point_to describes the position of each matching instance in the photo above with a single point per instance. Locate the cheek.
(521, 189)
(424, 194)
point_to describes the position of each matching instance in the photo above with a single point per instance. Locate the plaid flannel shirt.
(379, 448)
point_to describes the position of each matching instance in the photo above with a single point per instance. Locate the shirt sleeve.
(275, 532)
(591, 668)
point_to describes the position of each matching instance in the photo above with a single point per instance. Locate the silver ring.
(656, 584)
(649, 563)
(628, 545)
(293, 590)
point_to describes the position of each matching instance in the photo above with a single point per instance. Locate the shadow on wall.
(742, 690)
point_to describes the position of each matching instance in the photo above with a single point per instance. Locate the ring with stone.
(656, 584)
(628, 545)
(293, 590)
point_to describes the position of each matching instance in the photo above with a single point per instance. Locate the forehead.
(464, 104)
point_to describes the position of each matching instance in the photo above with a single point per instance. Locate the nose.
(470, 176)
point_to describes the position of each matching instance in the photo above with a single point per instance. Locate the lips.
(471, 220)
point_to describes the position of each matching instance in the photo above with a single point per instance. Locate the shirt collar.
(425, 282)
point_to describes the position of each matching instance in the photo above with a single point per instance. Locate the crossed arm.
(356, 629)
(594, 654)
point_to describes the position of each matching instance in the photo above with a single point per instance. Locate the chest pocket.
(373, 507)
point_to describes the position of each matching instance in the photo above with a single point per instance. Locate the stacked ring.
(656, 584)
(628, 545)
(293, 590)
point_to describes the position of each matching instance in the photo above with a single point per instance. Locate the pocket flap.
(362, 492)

----------

- **Work to complete**:
Copy all the records above again, replacing "Locate" with "Find" everywhere it appears and leaving everything else unchanged.

- **Exercise solution**:
point_to describes the position of each matching instance in the photo above with a single point per instance. Find the cheek.
(521, 189)
(424, 194)
point_to describes the position of each matching instance in the photo above with a single point per instance. Find the plaid flannel shirt.
(379, 448)
point_to describes the position of each matching instance in the photo above with a single point per instance. Find the shirt sleeve.
(275, 532)
(591, 668)
point_to describes the position of each matching instance in the photo above with a single point per instance. Find the silver ring.
(656, 584)
(649, 563)
(628, 545)
(293, 590)
point_to describes the position of each matching instance in the photo above with a single point per instance. Find the shadow on wall.
(742, 690)
point_to describes the position of each matching instance in the photo above with a single point per instance. Find the ring with stone.
(656, 584)
(628, 545)
(293, 590)
point_to describes the position of each matching instance in the photo above with a single point per instance. Find the forehead.
(464, 104)
point_to describes the position of each matching instance in the photo above with a single point per instance. Find the nose.
(470, 176)
point_to describes the position of each matching instance in the photo above with a single point per instance. Find the lips.
(471, 220)
point_to describes the position of each matching instance in the photo above with a single point per instance. Find the shirt collar.
(425, 282)
point_to describes the position of each matching instance in the photo above with a single point per instance. Find the crossed arm.
(356, 629)
(594, 654)
point_to describes the position of each matching instance in the photo above with a single point per instance. Find the chest pocket.
(373, 507)
point_to describes the position of each matching instance in the photo above with a single point per instance. Find the stacked ring.
(656, 584)
(628, 545)
(293, 590)
point_to describes the position of each matching instance in the photo above with a single point per instance. Find the pocket flap.
(362, 492)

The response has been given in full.